Provided text –
★ ★ ★ ★ ★ ★ ★

Assisted dying – far better help is available than most realise
Far better help is available for patients in great suffering and distress than many people realise. A CMF member shares two stories she has included in her response to the assisted suicide consultation.
Liam McArthur MSP is currently holding a consultation on whether to introduce assisted suicide to Scotland. Last week we contacted our nurse members, many of whom would likely be put in the distressing position of seeing patients they had cared for, possibly for many weeks and months, requesting help to end their lives rather than support to relive their suffering. We asked them to respond to the consultation, sending them this Quick Guide to what a consultation is, with some general principles of how to fill one out, and this explainer giving more detail on the specific areas of concern in this consultation.
One of those who filled it in shared her response with us, and kindly permitted us to make it public. She has asked us not to share her name, but she is a palliative care nurse with many years’ experience. Here is some of what she said:
I recognise the enormous pain and anguish felt by individuals with a life-limiting disease, and that of their loved ones. However, I have been part of a dedicated and professional multi-disciplinary team, in several settings, involved in the care of a person who has a life-limiting illness. This has afforded me the opportunity to see some of the best that can be given in such settings. The skilled listening and dedicated clinical care has enabled many, many people to feel safe and cared for at what is often the most frightening and vulnerable time they could ever imagine themselves to be in. I strongly believe that many looking in on this debate have no idea of the depth of skill and care it is possible to achieve. They will understandably feel that if and when their turn comes, they would want to opt for assisted suicide as the only way out. As an alternative, I want to offer a couple of examples of what good end-of-life care can offer.
First, I recall a gentleman coming into the hospice begging just to be given drugs to die. (I saw this repeatedly over my career.) He was terrified. He had saved up a pile of pills that he had sneaked in with him in case we could not help him. The doctors and skilled social workers gave him listening time, and my role as a nurse was to do what we did for all our patients. We cared for him and for those in the beds around him. He watched us care for other equally ill people. He had his pain and distress eased. After a couple of days, he looked like a different person. His terrible terror and distress had gone. He was as much at peace as possible, and his equally distressed family were well supported. He died peacefully.

★ ★ ★ ★ ★ ★ ★

What to work on –
A. Swap "pills" for "tablets" in everything from "First, I recall" down to "He died peacefully." in the assisted dying article.
B. According to the assisted dying article, who is holding the consultation on introducing assisted suicide to Scotland?
C. Go on with the assisted dying article from where it stops.
The items below the assisted dying article have nothing to do with it.

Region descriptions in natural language
★ ★ ★ ★ ★ ★ ★

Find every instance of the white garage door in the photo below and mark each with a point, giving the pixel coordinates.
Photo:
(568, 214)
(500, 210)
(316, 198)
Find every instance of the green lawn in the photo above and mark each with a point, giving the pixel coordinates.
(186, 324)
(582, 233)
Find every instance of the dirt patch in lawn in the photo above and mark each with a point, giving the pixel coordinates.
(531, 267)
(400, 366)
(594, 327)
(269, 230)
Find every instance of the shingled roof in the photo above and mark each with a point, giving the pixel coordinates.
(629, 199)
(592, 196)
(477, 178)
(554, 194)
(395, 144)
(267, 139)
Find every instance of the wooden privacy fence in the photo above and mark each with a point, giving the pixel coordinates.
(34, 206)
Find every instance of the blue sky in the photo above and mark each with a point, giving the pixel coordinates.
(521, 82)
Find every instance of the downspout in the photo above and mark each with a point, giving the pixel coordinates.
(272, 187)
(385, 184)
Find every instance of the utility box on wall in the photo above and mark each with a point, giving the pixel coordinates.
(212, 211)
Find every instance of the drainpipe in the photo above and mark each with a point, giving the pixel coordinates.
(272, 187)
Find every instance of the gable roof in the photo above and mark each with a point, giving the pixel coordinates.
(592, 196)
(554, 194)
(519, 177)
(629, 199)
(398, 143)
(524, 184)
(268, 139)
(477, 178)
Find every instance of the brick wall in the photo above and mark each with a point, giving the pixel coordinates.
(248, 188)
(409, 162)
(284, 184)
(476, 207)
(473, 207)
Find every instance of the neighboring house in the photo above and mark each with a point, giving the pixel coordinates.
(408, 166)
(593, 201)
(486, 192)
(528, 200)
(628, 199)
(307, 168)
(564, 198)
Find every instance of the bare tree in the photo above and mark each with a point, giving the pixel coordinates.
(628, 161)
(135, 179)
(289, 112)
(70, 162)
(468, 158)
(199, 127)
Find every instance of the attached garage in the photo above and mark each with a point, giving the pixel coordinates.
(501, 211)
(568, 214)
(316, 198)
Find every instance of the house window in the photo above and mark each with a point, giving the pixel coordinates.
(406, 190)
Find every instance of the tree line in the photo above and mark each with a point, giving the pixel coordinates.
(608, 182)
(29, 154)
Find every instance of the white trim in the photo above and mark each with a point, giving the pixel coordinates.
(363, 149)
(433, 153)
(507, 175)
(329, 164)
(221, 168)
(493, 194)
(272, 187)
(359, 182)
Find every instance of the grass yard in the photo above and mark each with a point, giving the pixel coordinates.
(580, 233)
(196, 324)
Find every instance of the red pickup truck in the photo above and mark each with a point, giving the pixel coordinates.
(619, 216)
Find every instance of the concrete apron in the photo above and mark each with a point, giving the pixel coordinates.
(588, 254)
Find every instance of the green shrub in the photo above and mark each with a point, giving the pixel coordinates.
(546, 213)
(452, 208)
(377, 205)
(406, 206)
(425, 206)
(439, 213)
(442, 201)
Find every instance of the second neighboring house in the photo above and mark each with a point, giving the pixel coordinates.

★ ★ ★ ★ ★ ★ ★

Results –
A.
First, I recall a gentleman coming into the hospice begging just to be given drugs to die. (I saw this repeatedly over my career.) He was terrified. He had saved up a pile of tablets that he had sneaked in with him in case we could not help him. The doctors and skilled social workers gave him listening time, and my role as a nurse was to do what we did for all our patients. We cared for him and for those in the beds around him. He watched us care for other equally ill people. He had his pain and distress eased. After a couple of days, he looked like a different person. His terrible terror and distress had gone. He was as much at peace as possible, and his equally distressed family were well supported. He died peacefully.

B. Liam McArthur MSP

C.
The second example is that of my own father. He was a medical doctor who specialised in the care of the elderly in Canada. A Christian man with huge compassion and deep faith. January 2020 saw him, aged 93 and fully mentally competent, in hospital asking for MAiD (Medical Assistance in Dying) as he was so distressed. I sat at his side as he asked the team to help him end his life. Mercifully, we had time to listen and enable him to divulge what was giving him such distress. He changed so much after offloading his deep emotional pain and had another year of life before his death in February 2021. Without a caring doctor and, dare I say, myself with some background in this area, our family may have had to see him end his life with unresolved and all-consuming distress.
These are just two examples of many experienced and supported by palliative teams.
I still recognise that we can never fully relieve pain, distress and fear. However, to suggest that when an individual reaches the point they have dreaded reaching, they can only ask for assisted death suggests that we have nothing left to help them with. They will feel dreadfully alone, isolated in their feelings, possibly frightened and certainly despairing of there being any way that a ‘stranger’ can help, when in fact, a skilled and compassionate palliative team can do more than they ever imagined possible to relieve them. I have had numerous patients and families say to me that they had no idea that there was such dedicated and skilled care possible or available for them, enabling them to find immense comfort in being cared for at a time of life they had dreaded reaching.
I would like to know that the skills and professional compassion required for people with life-limiting illness is well funded and that it will be possible for junior doctors and nurses to be mentored by these skilled colleagues in order that many more may be so supported. That was the wish of Dame Cicely Saunders. Her dream has yet to be realised.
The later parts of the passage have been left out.